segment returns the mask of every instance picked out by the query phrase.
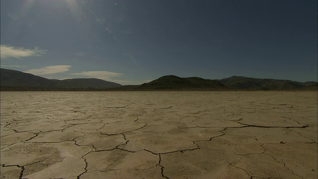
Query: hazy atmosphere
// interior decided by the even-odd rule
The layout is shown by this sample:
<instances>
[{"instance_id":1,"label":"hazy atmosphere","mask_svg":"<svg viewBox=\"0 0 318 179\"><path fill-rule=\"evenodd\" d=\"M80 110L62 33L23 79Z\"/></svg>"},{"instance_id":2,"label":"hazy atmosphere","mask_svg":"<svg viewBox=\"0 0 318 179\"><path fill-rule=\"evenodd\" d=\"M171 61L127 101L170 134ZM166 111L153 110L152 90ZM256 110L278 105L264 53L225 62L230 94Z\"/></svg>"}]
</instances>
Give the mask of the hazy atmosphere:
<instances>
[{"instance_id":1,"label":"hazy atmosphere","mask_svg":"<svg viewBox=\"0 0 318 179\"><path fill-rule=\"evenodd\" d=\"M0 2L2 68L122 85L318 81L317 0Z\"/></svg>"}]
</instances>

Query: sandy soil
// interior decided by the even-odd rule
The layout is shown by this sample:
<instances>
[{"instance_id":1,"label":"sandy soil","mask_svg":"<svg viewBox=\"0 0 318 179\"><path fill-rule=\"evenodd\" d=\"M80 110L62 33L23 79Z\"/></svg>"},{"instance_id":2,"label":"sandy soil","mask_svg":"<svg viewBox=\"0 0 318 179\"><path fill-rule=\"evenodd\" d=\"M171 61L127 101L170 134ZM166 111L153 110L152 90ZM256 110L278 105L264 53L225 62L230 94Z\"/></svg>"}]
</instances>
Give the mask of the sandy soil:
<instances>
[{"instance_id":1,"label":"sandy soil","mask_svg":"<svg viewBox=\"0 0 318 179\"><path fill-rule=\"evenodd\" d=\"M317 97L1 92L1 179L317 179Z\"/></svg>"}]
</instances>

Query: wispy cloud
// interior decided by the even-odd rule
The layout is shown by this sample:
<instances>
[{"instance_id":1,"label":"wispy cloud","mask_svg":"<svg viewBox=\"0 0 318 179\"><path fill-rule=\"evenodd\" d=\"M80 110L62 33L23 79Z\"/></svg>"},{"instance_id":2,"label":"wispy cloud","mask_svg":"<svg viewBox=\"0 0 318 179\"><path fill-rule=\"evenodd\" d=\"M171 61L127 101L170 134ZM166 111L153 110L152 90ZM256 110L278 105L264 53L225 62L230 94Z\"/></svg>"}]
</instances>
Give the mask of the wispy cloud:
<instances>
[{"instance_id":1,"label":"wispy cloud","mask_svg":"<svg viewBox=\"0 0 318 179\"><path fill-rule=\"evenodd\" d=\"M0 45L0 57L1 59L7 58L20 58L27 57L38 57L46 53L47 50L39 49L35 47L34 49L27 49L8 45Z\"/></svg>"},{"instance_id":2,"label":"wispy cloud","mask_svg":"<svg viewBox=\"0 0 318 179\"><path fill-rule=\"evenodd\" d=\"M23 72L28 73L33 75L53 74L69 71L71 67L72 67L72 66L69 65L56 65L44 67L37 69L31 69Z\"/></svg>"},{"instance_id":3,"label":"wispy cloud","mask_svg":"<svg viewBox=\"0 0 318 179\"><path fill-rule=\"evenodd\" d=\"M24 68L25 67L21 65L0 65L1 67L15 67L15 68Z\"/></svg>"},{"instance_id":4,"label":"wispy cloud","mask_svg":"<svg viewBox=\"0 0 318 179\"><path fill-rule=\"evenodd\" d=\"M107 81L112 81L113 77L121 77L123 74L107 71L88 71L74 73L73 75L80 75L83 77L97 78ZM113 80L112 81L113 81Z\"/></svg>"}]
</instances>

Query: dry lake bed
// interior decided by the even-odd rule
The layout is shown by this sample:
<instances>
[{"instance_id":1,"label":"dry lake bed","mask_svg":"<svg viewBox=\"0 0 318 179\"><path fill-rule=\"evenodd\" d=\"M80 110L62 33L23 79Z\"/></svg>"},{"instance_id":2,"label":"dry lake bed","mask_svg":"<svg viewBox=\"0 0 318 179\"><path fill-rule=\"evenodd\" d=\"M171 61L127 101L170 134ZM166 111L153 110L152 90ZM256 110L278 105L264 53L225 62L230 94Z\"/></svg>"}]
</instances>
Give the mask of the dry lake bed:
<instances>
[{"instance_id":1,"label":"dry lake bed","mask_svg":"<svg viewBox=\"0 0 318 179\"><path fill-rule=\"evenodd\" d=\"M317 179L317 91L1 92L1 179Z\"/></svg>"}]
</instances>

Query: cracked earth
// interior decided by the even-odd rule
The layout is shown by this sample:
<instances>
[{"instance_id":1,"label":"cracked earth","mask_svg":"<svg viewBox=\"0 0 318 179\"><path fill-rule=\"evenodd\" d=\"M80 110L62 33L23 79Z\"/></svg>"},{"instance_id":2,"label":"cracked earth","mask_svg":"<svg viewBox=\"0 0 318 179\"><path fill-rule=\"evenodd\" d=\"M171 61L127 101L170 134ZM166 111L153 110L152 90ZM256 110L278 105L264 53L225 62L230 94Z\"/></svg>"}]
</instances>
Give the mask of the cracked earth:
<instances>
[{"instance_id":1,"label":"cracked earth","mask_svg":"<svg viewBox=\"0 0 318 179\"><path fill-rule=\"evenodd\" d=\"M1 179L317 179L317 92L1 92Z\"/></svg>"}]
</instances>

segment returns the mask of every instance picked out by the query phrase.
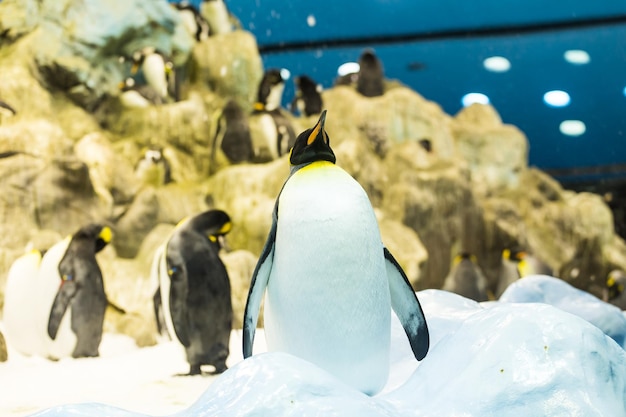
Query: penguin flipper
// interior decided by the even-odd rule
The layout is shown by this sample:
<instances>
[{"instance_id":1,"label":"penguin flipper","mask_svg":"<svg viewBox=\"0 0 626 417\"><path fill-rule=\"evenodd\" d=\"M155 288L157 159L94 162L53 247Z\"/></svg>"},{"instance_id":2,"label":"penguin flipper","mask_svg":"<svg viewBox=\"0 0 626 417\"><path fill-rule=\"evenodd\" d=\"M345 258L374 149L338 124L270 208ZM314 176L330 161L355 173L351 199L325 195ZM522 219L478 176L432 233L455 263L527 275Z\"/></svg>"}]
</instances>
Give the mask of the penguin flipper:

• [Your goal]: Could you rewrite all of the data above with every "sample" changed to "example", keeping everything else the same and leaving the pictures out?

• [Complete output]:
segment returns the mask of every instance picked out by the query phrase.
Query: hazy atmosphere
// interior decided by the even-odd rule
The layout is shown by this example:
<instances>
[{"instance_id":1,"label":"hazy atmosphere","mask_svg":"<svg viewBox=\"0 0 318 179\"><path fill-rule=\"evenodd\" d=\"M80 110L62 33L23 79Z\"/></svg>"},{"instance_id":2,"label":"hazy atmosphere","mask_svg":"<svg viewBox=\"0 0 318 179\"><path fill-rule=\"evenodd\" d=\"M171 61L127 101L170 134ZM166 111L153 110L152 90ZM256 110L278 105L264 53L225 62L230 94Z\"/></svg>"}]
</instances>
Give the mask of the hazy atmosphere:
<instances>
[{"instance_id":1,"label":"hazy atmosphere","mask_svg":"<svg viewBox=\"0 0 318 179\"><path fill-rule=\"evenodd\" d=\"M0 2L2 68L122 85L318 81L317 0Z\"/></svg>"}]
</instances>

Query: sandy soil
// interior decided by the even-odd rule
The layout is shown by this example:
<instances>
[{"instance_id":1,"label":"sandy soil","mask_svg":"<svg viewBox=\"0 0 318 179\"><path fill-rule=\"evenodd\" d=\"M80 110L62 33L23 79Z\"/></svg>"},{"instance_id":2,"label":"sandy soil","mask_svg":"<svg viewBox=\"0 0 318 179\"><path fill-rule=\"evenodd\" d=\"M171 61L127 101L170 134ZM166 111L153 110L152 90ZM256 110L278 105L264 53L225 62L230 94Z\"/></svg>"}]
</instances>
Give the mask of the sandy soil:
<instances>
[{"instance_id":1,"label":"sandy soil","mask_svg":"<svg viewBox=\"0 0 318 179\"><path fill-rule=\"evenodd\" d=\"M317 97L1 92L1 179L317 179Z\"/></svg>"}]
</instances>

Query: wispy cloud
// interior decided by the even-odd rule
The layout is shown by this example:
<instances>
[{"instance_id":1,"label":"wispy cloud","mask_svg":"<svg viewBox=\"0 0 318 179\"><path fill-rule=\"evenodd\" d=\"M80 110L62 33L23 79Z\"/></svg>"},{"instance_id":2,"label":"wispy cloud","mask_svg":"<svg viewBox=\"0 0 318 179\"><path fill-rule=\"evenodd\" d=\"M171 61L127 101L170 134ZM166 111L153 110L152 90ZM256 110L278 105L264 53L225 62L230 94Z\"/></svg>"}]
</instances>
Give the mask of the wispy cloud:
<instances>
[{"instance_id":1,"label":"wispy cloud","mask_svg":"<svg viewBox=\"0 0 318 179\"><path fill-rule=\"evenodd\" d=\"M0 45L0 57L1 59L7 58L20 58L27 57L38 57L46 53L47 50L39 49L35 47L34 49L27 49L8 45Z\"/></svg>"},{"instance_id":2,"label":"wispy cloud","mask_svg":"<svg viewBox=\"0 0 318 179\"><path fill-rule=\"evenodd\" d=\"M23 72L28 73L33 75L53 74L69 71L71 67L72 67L72 66L69 65L56 65L44 67L37 69L31 69Z\"/></svg>"},{"instance_id":3,"label":"wispy cloud","mask_svg":"<svg viewBox=\"0 0 318 179\"><path fill-rule=\"evenodd\" d=\"M24 68L25 67L21 65L0 65L1 67L15 67L15 68Z\"/></svg>"},{"instance_id":4,"label":"wispy cloud","mask_svg":"<svg viewBox=\"0 0 318 179\"><path fill-rule=\"evenodd\" d=\"M107 81L112 81L113 77L121 77L123 74L107 71L88 71L74 73L73 75L80 75L83 77L97 78ZM113 80L112 81L113 81Z\"/></svg>"}]
</instances>

Query: dry lake bed
// interior decided by the even-odd rule
The layout is shown by this example:
<instances>
[{"instance_id":1,"label":"dry lake bed","mask_svg":"<svg viewBox=\"0 0 318 179\"><path fill-rule=\"evenodd\" d=\"M80 110L62 33L23 79Z\"/></svg>"},{"instance_id":2,"label":"dry lake bed","mask_svg":"<svg viewBox=\"0 0 318 179\"><path fill-rule=\"evenodd\" d=\"M171 61L127 101L170 134ZM166 111L153 110L152 90ZM256 110L278 105L264 53L225 62L230 94Z\"/></svg>"}]
</instances>
Give the mask of the dry lake bed:
<instances>
[{"instance_id":1,"label":"dry lake bed","mask_svg":"<svg viewBox=\"0 0 318 179\"><path fill-rule=\"evenodd\" d=\"M317 179L317 91L1 92L1 179Z\"/></svg>"}]
</instances>

Query: cracked earth
// interior decided by the even-odd rule
The layout is shown by this example:
<instances>
[{"instance_id":1,"label":"cracked earth","mask_svg":"<svg viewBox=\"0 0 318 179\"><path fill-rule=\"evenodd\" d=\"M80 110L62 33L23 79Z\"/></svg>"},{"instance_id":2,"label":"cracked earth","mask_svg":"<svg viewBox=\"0 0 318 179\"><path fill-rule=\"evenodd\" d=\"M171 61L127 101L170 134ZM166 111L153 110L152 90ZM256 110L278 105L264 53L225 62L230 94Z\"/></svg>"}]
</instances>
Give the mask of the cracked earth:
<instances>
[{"instance_id":1,"label":"cracked earth","mask_svg":"<svg viewBox=\"0 0 318 179\"><path fill-rule=\"evenodd\" d=\"M1 179L317 179L317 92L1 92Z\"/></svg>"}]
</instances>

segment returns the mask of every instance picked out by the query phrase.
Query: penguin flipper
// interior decided by the even-odd rule
The layout is shown by this example:
<instances>
[{"instance_id":1,"label":"penguin flipper","mask_svg":"<svg viewBox=\"0 0 626 417\"><path fill-rule=\"evenodd\" d=\"M155 288L157 159L94 162L53 247Z\"/></svg>"},{"instance_id":2,"label":"penguin flipper","mask_svg":"<svg viewBox=\"0 0 626 417\"><path fill-rule=\"evenodd\" d=\"M345 258L374 149L338 124L270 208ZM314 176L330 161L355 173L351 199L325 195ZM522 219L478 176L432 233L455 263L527 275Z\"/></svg>"}]
</instances>
Give the mask of the penguin flipper:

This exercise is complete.